* [Extract]
----

That's a tricky question. There's not a lot of wiggle-room for what a
compliant implementation of Python can do here, but there is some. The
language requires that:

- the expression must generate a genuine built-in list of length 
  exactly one million;

- even if you monkey-patch builtins and replace list with something
  else, you still get a genuine list, not the monkey-patched version;

- all million items must refer to the same instance;

- regardless of whether that instance is cached (like 0) or not;

- reading and writing to any index must be O(1);

- although I guess it would be acceptable if that was O(1) amortised.

(Not all of these requirements are documented per se, some are taken from
the reference implementation, CPython, and some from comments made by
Guido, e.g. he has stated that he would consider it unacceptable for a
Python implementation to use a linked list instead of an array for lists,
because of the performance implementations.)

Beyond that, an implementation could do anything it likes. If the
implementer can come up with some clever way to have [0]*1000000 use less
memory while not compromising the above, they can do so.


> As long as it generated an object (perhaps a subclass of 
> list) which responded to all of list's methods the same way a real list
> would, it could certainly build a more compact representation.

However a subclass of list would not be acceptable. 


-- 
Steven

[toc] | [prev] | [next] | [standalone]


#77690

FromChris Angelico <rosuav@gmail.com>
Date2014-09-08 10:12 +1000
Message-ID<mailman.13858.1410135142.18130.python-list@python.org>
In reply to#77674
On Mon, Sep 8, 2014 at 1:40 AM, Roy Smith <roy@panix.com> wrote:
> Well, technically, what you store is something which has the right
> behavior.  If I wrote:
>
> my_huffman_coded_list = [0] * 1000000
>
> I don't know of anything which requires Python to actually generate a
> million 0's and store them somewhere (even ignoring interning of
> integers).  As long as it generated an object (perhaps a subclass of
> list) which responded to all of list's methods the same way a real list
> would, it could certainly build a more compact representation.

----

* [Object location annotation records]
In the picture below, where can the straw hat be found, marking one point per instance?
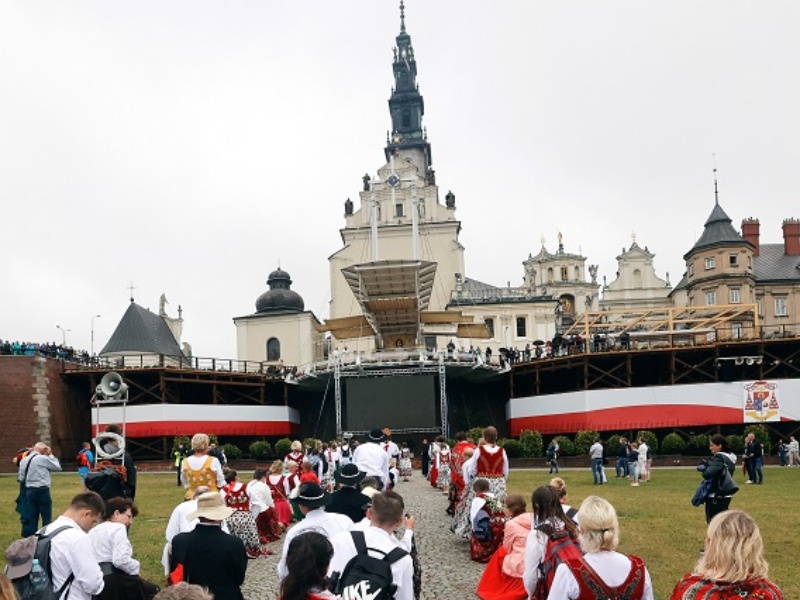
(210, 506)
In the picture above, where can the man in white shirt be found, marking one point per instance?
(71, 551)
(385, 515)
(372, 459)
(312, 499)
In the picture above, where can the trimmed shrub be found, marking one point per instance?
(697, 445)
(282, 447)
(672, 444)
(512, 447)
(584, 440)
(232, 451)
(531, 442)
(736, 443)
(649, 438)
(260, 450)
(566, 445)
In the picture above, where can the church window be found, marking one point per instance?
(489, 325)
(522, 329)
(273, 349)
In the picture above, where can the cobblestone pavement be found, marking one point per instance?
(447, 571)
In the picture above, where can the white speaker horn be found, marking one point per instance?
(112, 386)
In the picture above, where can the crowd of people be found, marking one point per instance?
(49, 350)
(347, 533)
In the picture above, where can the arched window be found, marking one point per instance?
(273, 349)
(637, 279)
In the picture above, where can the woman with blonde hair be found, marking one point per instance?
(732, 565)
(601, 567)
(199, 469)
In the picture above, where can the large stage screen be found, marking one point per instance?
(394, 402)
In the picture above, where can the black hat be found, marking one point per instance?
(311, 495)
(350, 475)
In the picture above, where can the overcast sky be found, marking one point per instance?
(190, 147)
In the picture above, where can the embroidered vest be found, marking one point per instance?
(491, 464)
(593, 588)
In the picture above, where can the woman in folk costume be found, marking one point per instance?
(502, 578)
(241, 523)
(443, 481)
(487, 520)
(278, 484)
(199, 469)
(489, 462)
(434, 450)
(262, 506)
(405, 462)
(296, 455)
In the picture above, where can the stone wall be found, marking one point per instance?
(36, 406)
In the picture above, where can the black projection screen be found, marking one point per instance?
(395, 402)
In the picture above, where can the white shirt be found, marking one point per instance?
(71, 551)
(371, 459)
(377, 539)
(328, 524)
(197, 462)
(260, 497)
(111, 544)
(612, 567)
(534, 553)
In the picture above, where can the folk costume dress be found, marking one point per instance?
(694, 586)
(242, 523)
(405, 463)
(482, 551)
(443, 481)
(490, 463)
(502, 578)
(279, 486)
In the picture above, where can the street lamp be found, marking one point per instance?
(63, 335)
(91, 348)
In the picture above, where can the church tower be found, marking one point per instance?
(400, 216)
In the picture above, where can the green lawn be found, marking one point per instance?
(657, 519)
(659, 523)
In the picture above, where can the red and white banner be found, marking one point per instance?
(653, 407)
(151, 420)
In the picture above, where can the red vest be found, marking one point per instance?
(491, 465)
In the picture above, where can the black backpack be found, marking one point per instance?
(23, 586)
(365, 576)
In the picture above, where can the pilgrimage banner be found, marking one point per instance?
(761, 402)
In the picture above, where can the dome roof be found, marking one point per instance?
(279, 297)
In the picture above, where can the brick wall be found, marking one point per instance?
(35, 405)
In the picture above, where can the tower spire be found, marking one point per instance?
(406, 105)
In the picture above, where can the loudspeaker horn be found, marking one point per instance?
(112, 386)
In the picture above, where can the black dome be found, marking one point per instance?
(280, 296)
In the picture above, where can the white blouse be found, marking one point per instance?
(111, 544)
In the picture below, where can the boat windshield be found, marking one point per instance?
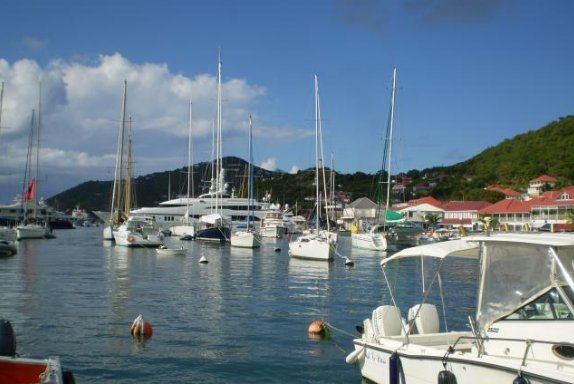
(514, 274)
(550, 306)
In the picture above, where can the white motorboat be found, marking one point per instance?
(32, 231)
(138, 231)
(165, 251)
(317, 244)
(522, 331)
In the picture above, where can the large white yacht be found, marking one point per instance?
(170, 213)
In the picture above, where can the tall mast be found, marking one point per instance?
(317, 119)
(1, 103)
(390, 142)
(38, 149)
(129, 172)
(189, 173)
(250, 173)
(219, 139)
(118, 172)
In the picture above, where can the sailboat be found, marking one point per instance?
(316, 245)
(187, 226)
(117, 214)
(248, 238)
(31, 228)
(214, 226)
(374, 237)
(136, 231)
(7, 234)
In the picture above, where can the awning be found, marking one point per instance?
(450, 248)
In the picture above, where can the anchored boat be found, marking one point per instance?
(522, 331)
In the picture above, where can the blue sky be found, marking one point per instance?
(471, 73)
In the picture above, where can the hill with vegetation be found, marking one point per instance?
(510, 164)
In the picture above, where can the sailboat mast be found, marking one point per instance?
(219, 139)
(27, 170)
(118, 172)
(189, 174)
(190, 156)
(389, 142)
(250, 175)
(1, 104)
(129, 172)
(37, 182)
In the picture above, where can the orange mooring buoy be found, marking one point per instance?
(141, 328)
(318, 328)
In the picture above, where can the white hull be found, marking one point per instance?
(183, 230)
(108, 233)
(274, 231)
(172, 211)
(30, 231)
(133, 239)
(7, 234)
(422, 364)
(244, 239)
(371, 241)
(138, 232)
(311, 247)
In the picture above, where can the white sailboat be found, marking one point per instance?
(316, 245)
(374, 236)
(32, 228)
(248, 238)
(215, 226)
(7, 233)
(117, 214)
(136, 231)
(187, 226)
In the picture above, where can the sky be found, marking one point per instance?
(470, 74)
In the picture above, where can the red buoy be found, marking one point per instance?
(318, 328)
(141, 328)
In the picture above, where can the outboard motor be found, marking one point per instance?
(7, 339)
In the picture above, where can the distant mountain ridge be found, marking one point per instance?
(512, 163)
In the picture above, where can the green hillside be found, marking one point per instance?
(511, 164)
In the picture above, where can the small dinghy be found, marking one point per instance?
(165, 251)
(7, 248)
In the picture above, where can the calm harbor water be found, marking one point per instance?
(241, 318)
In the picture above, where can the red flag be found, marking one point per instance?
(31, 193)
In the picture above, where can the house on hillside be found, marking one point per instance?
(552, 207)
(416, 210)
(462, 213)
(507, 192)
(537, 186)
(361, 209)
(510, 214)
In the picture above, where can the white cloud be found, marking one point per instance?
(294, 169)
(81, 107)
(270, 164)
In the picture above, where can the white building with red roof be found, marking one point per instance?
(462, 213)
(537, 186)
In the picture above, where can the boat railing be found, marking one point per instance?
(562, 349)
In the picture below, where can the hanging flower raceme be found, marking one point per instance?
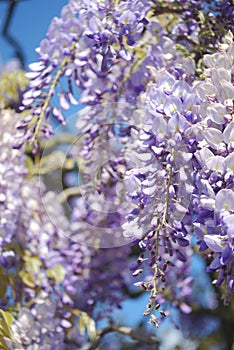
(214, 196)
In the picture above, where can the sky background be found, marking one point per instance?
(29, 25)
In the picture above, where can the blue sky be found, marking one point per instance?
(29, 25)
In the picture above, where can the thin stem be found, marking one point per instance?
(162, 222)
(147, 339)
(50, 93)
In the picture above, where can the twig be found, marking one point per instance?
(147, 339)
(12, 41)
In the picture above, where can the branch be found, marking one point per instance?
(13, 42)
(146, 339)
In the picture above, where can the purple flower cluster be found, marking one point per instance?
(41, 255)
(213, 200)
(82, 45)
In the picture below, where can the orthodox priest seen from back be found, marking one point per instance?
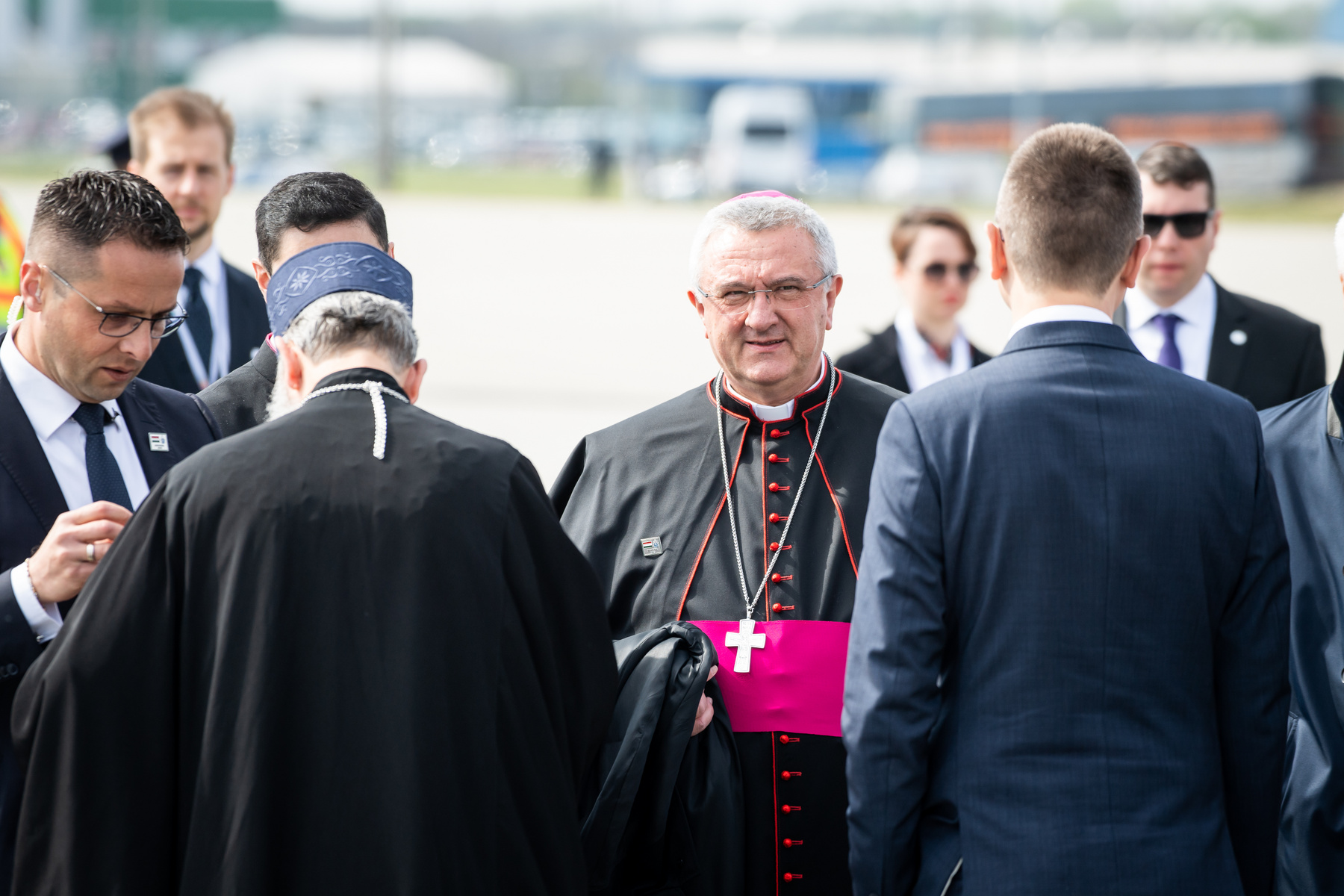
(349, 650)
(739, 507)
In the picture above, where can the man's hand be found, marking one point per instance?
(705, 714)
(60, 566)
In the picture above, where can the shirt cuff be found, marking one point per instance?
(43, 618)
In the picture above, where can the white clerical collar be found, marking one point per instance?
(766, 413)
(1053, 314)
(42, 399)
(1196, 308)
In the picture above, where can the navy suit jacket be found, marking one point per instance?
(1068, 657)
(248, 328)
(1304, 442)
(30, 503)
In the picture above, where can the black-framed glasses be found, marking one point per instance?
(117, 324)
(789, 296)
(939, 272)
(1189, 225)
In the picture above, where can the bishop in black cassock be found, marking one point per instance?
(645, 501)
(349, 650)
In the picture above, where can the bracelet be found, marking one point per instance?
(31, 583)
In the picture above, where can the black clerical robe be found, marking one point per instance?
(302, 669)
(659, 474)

----

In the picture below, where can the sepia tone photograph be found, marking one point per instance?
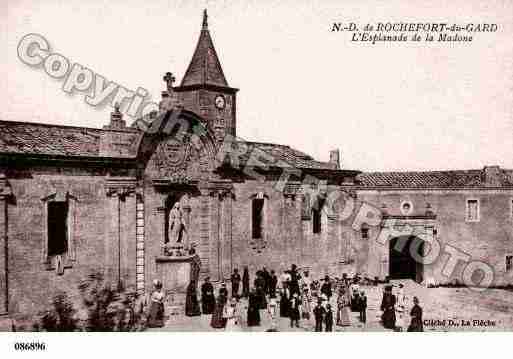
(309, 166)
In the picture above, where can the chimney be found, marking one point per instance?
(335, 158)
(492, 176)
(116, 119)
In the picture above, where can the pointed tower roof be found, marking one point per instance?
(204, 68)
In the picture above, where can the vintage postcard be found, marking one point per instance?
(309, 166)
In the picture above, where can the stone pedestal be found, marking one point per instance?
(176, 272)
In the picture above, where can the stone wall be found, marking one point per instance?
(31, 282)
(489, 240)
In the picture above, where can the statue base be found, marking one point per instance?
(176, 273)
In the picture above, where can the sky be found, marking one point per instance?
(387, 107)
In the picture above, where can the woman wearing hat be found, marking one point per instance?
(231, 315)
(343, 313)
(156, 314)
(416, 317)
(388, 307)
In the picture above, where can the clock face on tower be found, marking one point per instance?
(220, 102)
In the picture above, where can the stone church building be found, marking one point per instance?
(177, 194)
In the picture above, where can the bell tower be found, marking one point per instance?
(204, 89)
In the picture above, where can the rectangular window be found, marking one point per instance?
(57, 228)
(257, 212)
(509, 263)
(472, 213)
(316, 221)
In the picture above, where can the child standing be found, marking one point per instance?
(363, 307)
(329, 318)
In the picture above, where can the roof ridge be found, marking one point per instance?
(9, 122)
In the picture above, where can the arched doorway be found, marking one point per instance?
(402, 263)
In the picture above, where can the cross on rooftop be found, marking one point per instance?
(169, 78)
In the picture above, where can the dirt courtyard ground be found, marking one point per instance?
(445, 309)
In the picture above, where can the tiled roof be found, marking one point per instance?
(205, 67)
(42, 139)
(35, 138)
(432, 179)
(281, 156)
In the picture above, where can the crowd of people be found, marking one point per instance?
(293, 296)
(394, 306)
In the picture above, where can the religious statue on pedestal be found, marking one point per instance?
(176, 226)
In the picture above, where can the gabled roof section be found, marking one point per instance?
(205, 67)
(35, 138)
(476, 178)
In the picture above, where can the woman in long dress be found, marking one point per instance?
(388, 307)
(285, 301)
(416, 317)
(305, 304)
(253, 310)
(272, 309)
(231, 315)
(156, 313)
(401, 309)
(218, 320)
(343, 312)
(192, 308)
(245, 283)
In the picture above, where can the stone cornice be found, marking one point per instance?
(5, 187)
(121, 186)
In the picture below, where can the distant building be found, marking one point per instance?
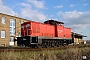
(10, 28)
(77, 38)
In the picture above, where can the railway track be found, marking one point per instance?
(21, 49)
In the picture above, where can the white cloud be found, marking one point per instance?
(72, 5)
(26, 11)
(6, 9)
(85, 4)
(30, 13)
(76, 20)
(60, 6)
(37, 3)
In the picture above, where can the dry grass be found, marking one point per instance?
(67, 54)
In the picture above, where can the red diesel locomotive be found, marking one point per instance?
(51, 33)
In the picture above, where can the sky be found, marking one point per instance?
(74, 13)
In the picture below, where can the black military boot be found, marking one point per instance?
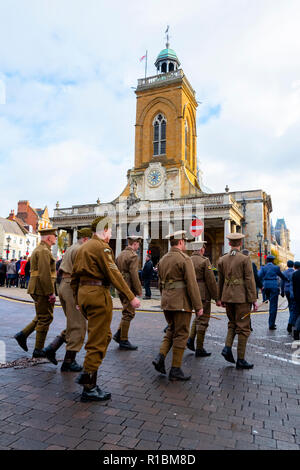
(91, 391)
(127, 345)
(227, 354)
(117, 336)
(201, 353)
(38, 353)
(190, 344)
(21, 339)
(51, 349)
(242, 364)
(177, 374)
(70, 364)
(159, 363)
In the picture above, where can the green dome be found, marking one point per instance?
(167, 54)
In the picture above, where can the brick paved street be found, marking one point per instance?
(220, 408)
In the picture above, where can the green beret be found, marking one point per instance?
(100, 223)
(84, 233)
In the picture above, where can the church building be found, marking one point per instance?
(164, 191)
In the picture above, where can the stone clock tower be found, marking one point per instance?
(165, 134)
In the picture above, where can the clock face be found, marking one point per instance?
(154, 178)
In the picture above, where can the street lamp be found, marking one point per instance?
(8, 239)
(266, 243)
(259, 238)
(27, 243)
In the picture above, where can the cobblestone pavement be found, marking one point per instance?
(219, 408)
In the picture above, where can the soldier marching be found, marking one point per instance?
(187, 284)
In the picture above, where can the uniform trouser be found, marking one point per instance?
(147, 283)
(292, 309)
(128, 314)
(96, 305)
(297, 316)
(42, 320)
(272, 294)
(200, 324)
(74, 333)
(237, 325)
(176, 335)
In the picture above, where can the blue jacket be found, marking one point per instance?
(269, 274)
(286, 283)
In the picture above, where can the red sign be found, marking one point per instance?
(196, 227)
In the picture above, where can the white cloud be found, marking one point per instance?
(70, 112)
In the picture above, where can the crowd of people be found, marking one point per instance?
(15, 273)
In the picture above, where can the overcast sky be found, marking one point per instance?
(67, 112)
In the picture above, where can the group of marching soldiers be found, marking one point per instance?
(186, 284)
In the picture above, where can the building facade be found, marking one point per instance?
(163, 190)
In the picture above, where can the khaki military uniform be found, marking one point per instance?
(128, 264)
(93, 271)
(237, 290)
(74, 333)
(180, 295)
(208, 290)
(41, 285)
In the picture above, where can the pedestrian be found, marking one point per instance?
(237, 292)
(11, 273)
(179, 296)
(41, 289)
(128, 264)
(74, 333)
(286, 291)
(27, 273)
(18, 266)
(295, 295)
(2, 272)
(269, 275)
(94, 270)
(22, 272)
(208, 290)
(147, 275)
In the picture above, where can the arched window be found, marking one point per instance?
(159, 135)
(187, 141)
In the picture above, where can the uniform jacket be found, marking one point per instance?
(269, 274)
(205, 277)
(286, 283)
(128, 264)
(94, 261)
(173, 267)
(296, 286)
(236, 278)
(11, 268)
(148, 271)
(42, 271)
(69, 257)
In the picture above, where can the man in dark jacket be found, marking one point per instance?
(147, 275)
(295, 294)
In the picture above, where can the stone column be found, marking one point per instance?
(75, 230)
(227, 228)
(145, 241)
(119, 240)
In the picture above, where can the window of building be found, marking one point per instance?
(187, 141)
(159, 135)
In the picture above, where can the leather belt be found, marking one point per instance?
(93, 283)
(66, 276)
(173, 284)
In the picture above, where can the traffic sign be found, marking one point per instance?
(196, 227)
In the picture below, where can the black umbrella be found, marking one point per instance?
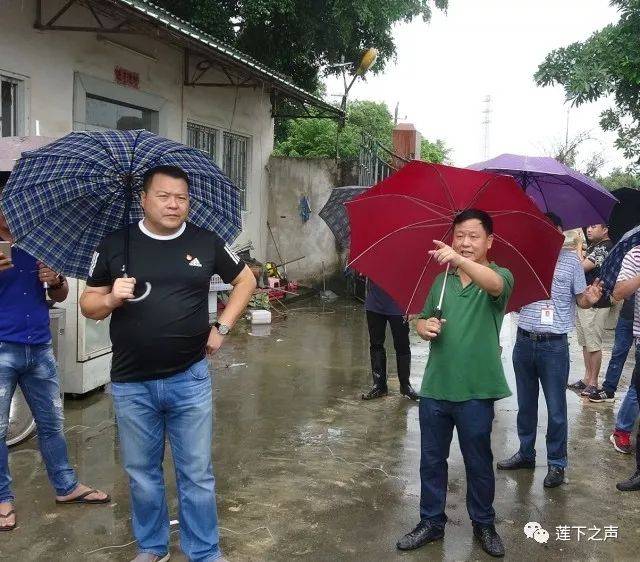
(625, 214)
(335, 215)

----

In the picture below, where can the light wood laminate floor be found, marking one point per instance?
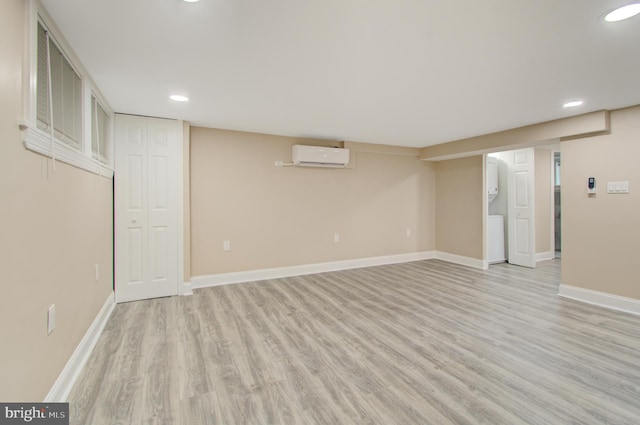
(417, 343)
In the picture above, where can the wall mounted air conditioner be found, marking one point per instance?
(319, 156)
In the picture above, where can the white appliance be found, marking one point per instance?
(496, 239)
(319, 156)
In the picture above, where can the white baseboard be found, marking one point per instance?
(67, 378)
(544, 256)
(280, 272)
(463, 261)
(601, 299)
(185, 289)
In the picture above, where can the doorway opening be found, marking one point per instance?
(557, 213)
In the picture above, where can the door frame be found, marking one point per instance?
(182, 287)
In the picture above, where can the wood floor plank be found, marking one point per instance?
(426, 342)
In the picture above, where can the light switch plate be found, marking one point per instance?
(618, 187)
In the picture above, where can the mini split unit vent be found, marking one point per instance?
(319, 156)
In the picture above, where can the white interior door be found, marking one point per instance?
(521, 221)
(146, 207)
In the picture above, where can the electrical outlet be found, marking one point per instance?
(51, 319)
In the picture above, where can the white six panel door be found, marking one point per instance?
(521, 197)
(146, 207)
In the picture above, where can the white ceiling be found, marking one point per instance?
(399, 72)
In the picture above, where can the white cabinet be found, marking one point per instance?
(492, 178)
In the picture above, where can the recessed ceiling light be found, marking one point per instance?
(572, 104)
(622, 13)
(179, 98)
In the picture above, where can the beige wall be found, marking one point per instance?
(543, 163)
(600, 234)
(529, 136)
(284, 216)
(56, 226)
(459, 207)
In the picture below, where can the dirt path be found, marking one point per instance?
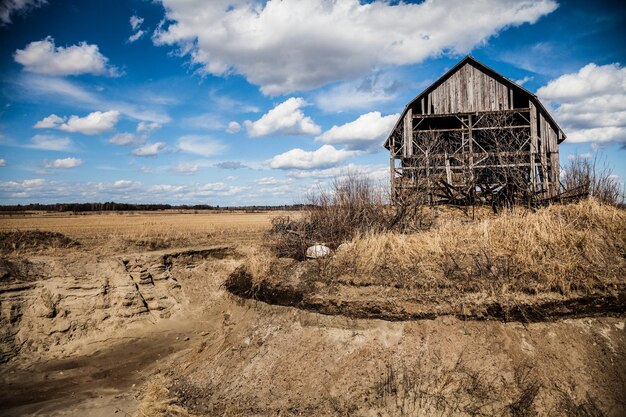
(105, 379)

----

* [What is asked]
a – In the Python list discussion, what did Guido state he would consider unacceptable for a Python implementation?
b – Summarize the Python list discussion in two sentences.

* [Results of the exercise]
a – Using a linked list instead of an array for lists.

b – A compliant Python implementation has little freedom with an expression like [0]*1000000: it must produce a genuine built-in list of exactly one million items that all refer to the same instance, with O(1) reads and writes at any index, possibly amortized. Beyond those requirements, an implementation may use any clever way to save memory, though a subclass of list, as proposed in the quoted message, would not be acceptable.